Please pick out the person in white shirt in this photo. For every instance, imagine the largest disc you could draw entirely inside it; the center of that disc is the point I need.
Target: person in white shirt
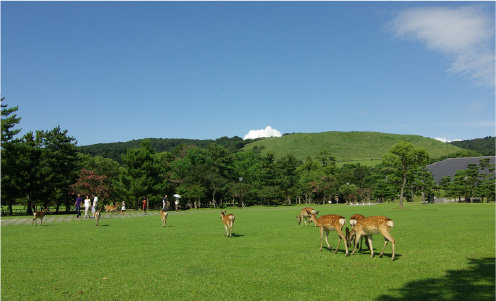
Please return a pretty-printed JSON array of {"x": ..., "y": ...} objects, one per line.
[
  {"x": 87, "y": 204},
  {"x": 95, "y": 206}
]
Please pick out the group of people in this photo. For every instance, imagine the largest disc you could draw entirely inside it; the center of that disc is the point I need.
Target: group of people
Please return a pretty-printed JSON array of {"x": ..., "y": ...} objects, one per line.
[{"x": 87, "y": 205}]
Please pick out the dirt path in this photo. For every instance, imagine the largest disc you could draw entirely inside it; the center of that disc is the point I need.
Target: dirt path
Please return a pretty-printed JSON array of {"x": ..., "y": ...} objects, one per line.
[{"x": 70, "y": 217}]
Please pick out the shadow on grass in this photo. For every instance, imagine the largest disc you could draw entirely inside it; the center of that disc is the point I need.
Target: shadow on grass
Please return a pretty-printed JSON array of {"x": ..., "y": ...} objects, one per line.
[{"x": 474, "y": 283}]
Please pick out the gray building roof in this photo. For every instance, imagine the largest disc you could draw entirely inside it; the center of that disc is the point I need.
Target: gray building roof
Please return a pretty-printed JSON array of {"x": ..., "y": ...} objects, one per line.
[{"x": 449, "y": 167}]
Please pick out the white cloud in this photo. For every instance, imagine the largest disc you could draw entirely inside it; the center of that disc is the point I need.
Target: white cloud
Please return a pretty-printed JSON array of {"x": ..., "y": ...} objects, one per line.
[
  {"x": 267, "y": 132},
  {"x": 465, "y": 35},
  {"x": 446, "y": 140}
]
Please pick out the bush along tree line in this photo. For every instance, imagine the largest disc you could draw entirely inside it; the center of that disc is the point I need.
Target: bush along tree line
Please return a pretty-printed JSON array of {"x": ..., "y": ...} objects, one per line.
[{"x": 46, "y": 168}]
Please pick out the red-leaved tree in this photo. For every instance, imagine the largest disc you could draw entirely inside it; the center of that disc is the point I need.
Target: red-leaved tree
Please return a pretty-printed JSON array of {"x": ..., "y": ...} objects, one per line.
[{"x": 91, "y": 184}]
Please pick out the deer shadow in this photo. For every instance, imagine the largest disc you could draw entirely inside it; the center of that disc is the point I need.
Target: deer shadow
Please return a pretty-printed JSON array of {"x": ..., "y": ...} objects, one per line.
[{"x": 474, "y": 283}]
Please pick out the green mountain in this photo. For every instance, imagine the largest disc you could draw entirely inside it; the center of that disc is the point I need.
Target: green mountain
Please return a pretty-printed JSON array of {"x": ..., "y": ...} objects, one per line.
[
  {"x": 366, "y": 148},
  {"x": 485, "y": 146}
]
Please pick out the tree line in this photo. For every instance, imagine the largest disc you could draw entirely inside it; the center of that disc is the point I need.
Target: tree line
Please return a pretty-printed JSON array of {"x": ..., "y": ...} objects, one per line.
[{"x": 46, "y": 168}]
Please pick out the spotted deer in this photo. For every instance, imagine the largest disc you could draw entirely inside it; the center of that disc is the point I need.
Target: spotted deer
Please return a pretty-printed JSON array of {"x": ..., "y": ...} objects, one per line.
[
  {"x": 40, "y": 215},
  {"x": 163, "y": 215},
  {"x": 370, "y": 226},
  {"x": 97, "y": 217},
  {"x": 330, "y": 222},
  {"x": 304, "y": 215},
  {"x": 353, "y": 220},
  {"x": 228, "y": 221}
]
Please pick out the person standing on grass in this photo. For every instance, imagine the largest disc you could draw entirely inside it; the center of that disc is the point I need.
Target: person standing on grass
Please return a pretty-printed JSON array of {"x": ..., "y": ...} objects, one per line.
[
  {"x": 123, "y": 208},
  {"x": 164, "y": 203},
  {"x": 95, "y": 205},
  {"x": 87, "y": 204},
  {"x": 79, "y": 201}
]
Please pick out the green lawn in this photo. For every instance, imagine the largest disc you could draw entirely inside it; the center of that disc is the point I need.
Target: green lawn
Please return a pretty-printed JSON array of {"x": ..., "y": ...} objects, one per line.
[{"x": 444, "y": 252}]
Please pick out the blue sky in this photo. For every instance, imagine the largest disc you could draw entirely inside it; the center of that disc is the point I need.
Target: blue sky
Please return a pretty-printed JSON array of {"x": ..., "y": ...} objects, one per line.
[{"x": 118, "y": 71}]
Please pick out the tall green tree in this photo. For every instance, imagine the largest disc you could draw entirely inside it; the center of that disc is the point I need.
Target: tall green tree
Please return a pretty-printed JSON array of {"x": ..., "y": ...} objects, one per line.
[
  {"x": 288, "y": 177},
  {"x": 9, "y": 154},
  {"x": 405, "y": 157},
  {"x": 142, "y": 175},
  {"x": 60, "y": 165}
]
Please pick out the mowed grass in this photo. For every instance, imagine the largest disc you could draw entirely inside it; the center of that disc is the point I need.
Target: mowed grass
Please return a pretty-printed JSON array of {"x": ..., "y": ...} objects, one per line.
[{"x": 444, "y": 252}]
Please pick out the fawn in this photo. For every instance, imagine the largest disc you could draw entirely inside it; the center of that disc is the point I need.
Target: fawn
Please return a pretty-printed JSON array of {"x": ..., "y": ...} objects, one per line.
[
  {"x": 330, "y": 222},
  {"x": 370, "y": 226},
  {"x": 228, "y": 221}
]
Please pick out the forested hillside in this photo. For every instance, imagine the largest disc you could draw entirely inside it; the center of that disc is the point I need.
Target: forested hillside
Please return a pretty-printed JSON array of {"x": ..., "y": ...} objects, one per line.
[
  {"x": 366, "y": 148},
  {"x": 116, "y": 149},
  {"x": 485, "y": 146}
]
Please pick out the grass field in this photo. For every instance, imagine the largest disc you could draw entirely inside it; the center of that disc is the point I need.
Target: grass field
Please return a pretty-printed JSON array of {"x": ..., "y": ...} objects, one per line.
[{"x": 444, "y": 252}]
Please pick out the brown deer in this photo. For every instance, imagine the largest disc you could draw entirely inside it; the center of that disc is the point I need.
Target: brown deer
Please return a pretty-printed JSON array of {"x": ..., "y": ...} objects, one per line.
[
  {"x": 304, "y": 215},
  {"x": 353, "y": 220},
  {"x": 330, "y": 222},
  {"x": 97, "y": 217},
  {"x": 370, "y": 226},
  {"x": 228, "y": 221},
  {"x": 40, "y": 215},
  {"x": 163, "y": 215}
]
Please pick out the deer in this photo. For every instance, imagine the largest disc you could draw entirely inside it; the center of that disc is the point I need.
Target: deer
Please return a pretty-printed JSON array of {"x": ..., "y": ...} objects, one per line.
[
  {"x": 228, "y": 221},
  {"x": 330, "y": 222},
  {"x": 163, "y": 215},
  {"x": 353, "y": 220},
  {"x": 304, "y": 215},
  {"x": 40, "y": 215},
  {"x": 370, "y": 226},
  {"x": 97, "y": 217}
]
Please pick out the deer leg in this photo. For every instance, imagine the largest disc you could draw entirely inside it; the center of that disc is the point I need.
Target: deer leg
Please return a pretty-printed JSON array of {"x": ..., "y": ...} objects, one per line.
[
  {"x": 357, "y": 239},
  {"x": 342, "y": 237},
  {"x": 387, "y": 238},
  {"x": 327, "y": 242},
  {"x": 369, "y": 237}
]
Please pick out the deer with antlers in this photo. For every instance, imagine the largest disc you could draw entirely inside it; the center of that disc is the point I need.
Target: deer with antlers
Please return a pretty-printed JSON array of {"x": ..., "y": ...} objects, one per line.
[
  {"x": 163, "y": 215},
  {"x": 40, "y": 215},
  {"x": 228, "y": 221},
  {"x": 327, "y": 223},
  {"x": 370, "y": 226},
  {"x": 304, "y": 215}
]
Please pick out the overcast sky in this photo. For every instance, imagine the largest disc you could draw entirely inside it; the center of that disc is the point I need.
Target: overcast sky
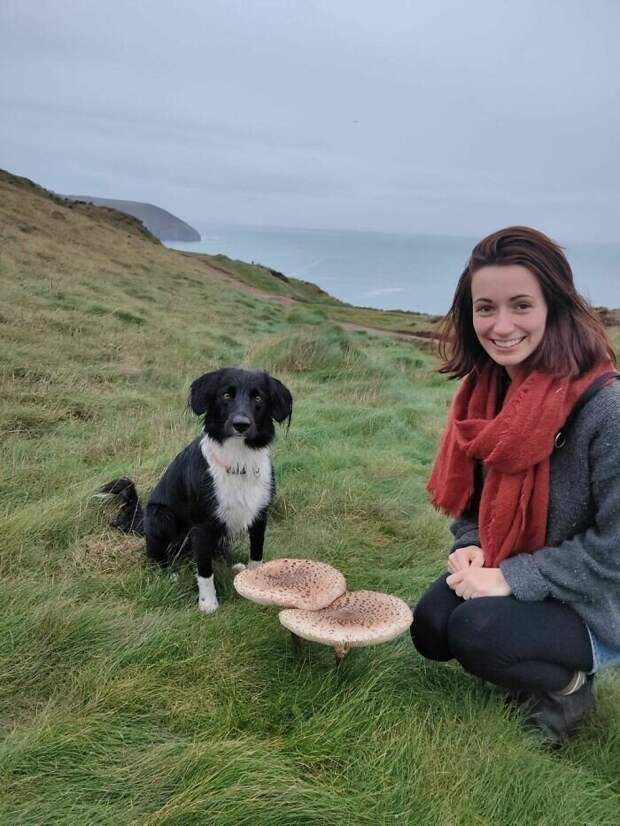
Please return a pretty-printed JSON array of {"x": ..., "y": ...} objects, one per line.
[{"x": 435, "y": 116}]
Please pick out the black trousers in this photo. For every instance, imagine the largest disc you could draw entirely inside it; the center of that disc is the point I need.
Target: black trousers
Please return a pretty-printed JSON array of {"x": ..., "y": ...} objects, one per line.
[{"x": 517, "y": 645}]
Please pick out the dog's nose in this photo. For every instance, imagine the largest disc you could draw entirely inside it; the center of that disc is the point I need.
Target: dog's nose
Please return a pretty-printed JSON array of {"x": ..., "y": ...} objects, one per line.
[{"x": 241, "y": 424}]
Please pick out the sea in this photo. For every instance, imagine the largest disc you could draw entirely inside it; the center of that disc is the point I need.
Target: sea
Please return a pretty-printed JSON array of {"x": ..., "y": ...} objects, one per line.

++++++++++++++++++++

Exactly the lines from the one with "Please pick out the deer with" through the end of the listing above are to be repeated, with no pictures.

RESPONSE:
Please pick out the deer with antlers in this photo. For every instance, imagine the largest disc you could draw entirely inside it; the center of that disc is the point I need.
Target: deer with antlers
Please return a pretty-printed JSON array of {"x": ..., "y": ...} objects, one per line.
[
  {"x": 163, "y": 215},
  {"x": 40, "y": 215},
  {"x": 228, "y": 221},
  {"x": 327, "y": 223},
  {"x": 370, "y": 226},
  {"x": 304, "y": 215}
]
Please pick out the overcast sky in this photo. For every instance, imagine the largest disc you could draw entirely inside it; the center of that disc is the point I need.
Target: overcast sky
Please return a pretty-printed JSON array of {"x": ..., "y": ...} objects, one per line.
[{"x": 435, "y": 116}]
Please pick out the black trousers in this photo. For every instance, imagine the largest disc you could draw entirely inside it; the center of that disc is the point I need.
Target: black trousers
Please return a pretty-printed JSON array of {"x": ..., "y": ...} objects, one per line.
[{"x": 517, "y": 645}]
Please pick out the dog's nose in this photo. For every instance, imagine the largest disc you could draw entirely inside it; the center of that disc is the point I need.
Target: dog's nose
Please return a pretty-printed JSON array of {"x": ..., "y": ...} objects, one per line.
[{"x": 241, "y": 424}]
Please pick out the sea in this photo. For every instance, imagine the largest disc you could draw entirely inside it; the center of that disc is the point I need.
Target: sea
Please return a pretty-printed JSON array of {"x": ..., "y": ...} objects, one per line.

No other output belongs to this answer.